━━ Article ━━

2018 Cupa României final
- Event: 2017–18 Cupa României
| Hermannstadt | Universitatea Craiova |
| 0 | 2 |
- Date: 27 May 2018
- Venue: Arena Națională, Bucharest
- Referee: Marcel Bîrsan
- Attendance: 30,642
- Weather: Clear

= 2018 Cupa României final =

The 2018 Cupa României final was the final match of the 2017–18 Cupa României and the 80th final of the Cupa României, Romania's premier football cup competition. It was played on 27 May 2018 between Hermannstadt and Universitatea Craiova.

Hermannstadt reached their first ever cup final in the third year of the club's existence. They are the 14th team, and the first in 36 years, to reach the final while not playing in the top league.

This was the first final for Universitatea since 1991, and the first for a team from Craiova in 18 years.

The winner qualified for the 2018–19 UEFA Europa League. They also earned the right to play against 2017–18 Liga I champions for the 2018 Supercupa României.

The game was hosted by the Arena Națională stadium in Bucharest.

━━━

- Goal of the exercise -
Write out the match report on the 2018 Cupa României final in full, word for word.

━━ Information shown ━━

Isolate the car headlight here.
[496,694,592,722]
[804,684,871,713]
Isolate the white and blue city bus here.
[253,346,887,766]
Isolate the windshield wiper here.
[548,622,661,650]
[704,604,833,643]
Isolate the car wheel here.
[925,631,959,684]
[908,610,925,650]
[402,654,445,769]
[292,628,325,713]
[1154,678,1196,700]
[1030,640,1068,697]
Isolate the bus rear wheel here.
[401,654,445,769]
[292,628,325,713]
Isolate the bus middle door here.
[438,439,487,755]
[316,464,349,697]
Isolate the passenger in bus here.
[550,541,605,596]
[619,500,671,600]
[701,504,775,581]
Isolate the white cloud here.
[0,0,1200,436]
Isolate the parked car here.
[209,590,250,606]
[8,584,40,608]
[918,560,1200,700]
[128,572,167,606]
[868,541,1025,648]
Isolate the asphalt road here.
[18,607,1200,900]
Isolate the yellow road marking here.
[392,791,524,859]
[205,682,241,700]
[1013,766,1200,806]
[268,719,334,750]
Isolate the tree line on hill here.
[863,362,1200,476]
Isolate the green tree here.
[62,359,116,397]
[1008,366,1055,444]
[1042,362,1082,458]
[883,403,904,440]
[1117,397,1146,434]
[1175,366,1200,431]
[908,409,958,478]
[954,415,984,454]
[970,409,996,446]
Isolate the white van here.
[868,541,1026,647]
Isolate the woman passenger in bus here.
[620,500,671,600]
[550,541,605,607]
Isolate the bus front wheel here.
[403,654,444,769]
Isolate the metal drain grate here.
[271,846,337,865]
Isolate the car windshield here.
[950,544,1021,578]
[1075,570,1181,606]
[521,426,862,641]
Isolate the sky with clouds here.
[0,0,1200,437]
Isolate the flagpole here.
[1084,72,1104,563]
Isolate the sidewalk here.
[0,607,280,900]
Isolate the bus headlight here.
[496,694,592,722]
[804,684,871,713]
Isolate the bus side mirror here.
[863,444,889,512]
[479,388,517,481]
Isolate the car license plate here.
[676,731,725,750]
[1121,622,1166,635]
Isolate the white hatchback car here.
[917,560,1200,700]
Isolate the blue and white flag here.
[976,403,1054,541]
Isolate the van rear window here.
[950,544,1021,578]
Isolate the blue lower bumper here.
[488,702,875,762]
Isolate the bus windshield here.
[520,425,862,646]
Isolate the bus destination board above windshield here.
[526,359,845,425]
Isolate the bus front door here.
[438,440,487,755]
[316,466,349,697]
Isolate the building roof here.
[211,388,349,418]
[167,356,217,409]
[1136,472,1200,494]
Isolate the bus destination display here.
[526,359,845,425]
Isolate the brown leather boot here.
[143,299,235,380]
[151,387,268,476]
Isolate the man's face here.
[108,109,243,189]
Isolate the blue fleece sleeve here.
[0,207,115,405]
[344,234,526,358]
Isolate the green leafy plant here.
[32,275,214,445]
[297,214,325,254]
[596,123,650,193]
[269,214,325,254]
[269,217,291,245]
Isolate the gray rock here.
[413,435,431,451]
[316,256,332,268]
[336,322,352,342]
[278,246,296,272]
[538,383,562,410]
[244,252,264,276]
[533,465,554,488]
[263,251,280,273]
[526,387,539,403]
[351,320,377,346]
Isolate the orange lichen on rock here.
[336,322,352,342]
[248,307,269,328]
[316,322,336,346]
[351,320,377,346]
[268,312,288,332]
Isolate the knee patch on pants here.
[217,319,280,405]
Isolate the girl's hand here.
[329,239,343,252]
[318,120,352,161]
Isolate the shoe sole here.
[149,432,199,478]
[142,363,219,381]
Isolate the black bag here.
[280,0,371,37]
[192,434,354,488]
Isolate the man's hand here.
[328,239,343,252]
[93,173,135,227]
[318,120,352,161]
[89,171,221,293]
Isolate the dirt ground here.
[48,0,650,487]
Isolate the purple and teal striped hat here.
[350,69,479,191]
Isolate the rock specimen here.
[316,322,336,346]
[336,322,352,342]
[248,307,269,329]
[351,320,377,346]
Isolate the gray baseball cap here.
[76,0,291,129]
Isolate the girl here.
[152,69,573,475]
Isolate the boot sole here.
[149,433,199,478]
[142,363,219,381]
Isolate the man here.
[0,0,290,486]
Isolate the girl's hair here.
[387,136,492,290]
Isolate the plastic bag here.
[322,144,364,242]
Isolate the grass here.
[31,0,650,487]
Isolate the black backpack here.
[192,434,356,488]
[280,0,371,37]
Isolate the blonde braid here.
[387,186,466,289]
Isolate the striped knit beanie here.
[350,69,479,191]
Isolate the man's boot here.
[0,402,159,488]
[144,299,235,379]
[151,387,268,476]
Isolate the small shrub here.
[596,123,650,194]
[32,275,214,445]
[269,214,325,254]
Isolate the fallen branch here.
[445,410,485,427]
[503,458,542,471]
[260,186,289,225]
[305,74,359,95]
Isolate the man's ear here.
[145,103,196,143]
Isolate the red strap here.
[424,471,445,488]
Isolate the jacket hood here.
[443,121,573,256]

━━━
━━ Information shown ━━

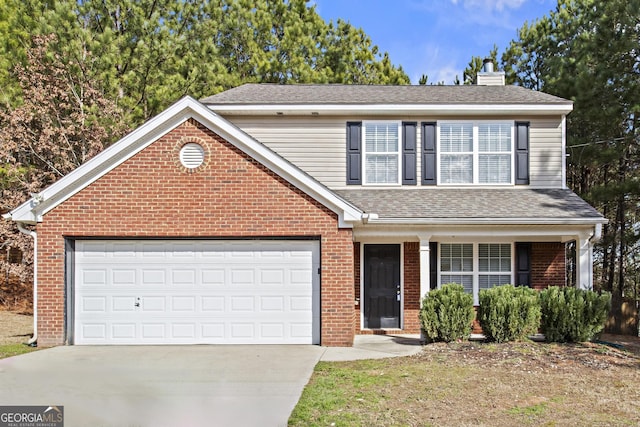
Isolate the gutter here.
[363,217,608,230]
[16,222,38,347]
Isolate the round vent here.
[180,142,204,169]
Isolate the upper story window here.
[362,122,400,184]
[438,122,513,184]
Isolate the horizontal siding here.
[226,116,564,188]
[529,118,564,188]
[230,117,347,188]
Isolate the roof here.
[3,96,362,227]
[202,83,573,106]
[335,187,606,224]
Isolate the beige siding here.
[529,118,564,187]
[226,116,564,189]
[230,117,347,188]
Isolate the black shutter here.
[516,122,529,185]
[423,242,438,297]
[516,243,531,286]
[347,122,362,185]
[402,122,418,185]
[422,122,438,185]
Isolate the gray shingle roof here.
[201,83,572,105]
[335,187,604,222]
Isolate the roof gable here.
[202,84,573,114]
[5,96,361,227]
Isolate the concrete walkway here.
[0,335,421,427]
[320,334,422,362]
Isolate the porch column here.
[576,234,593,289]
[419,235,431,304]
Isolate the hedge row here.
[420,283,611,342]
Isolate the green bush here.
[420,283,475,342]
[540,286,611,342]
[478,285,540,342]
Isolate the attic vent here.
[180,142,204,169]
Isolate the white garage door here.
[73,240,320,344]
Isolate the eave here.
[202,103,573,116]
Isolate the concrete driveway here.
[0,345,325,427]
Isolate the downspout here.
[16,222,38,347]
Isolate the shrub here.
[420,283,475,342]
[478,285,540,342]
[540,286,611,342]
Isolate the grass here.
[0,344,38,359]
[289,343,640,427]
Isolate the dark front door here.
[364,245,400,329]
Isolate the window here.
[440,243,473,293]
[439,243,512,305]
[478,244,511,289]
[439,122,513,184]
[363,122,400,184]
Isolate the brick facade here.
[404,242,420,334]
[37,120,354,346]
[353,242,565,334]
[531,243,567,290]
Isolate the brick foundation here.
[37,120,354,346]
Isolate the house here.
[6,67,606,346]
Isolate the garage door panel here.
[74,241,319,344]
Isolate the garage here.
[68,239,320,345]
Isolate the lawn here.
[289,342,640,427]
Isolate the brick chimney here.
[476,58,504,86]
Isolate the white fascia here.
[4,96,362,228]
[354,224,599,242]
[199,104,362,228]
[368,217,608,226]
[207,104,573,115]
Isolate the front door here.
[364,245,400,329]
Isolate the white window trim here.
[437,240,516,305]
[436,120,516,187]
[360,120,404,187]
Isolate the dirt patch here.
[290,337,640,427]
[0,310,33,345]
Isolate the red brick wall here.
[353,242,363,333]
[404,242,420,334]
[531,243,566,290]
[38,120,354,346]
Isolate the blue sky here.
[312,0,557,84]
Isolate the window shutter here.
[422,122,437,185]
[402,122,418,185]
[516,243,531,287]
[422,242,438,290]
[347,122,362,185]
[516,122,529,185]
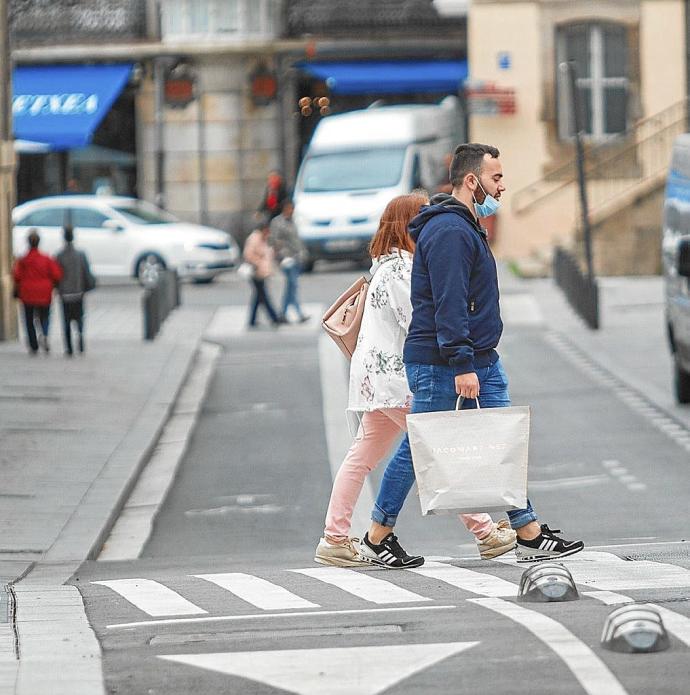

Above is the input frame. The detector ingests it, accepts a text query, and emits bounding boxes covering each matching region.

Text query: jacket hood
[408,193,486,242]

━━━

- Exercise solution -
2018 Cupa României final
- Event: 2017–18 Cupa României
| Hermannstadt | Universitatea Craiova |
| 0 | 2 |
- Date: 27 May 2018
- Venue: Arena Națională, Bucharest
- Referee: Marcel Bîrsan
- Attendance: 30,642
- Weather: Clear

= 2018 Cupa României final =

The 2018 Cupa României final was the final match of the 2017–18 Cupa României and the 80th final of the Cupa României, Romania's premier football cup competition. It was played on 27 May 2018 between Hermannstadt and Universitatea Craiova.

Hermannstadt reached their first ever cup final in the third year of the club's existence. They are the 14th team, and the first in 36 years, to reach the final while not playing in the top league.

This was the first final for Universitatea since 1991, and the first for a team from Craiova in 18 years.

The winner qualified for the 2018–19 UEFA Europa League. They also earned the right to play against 2017–18 Liga I champions for the 2018 Supercupa României.

The game was hosted by the Arena Națională stadium in Bucharest.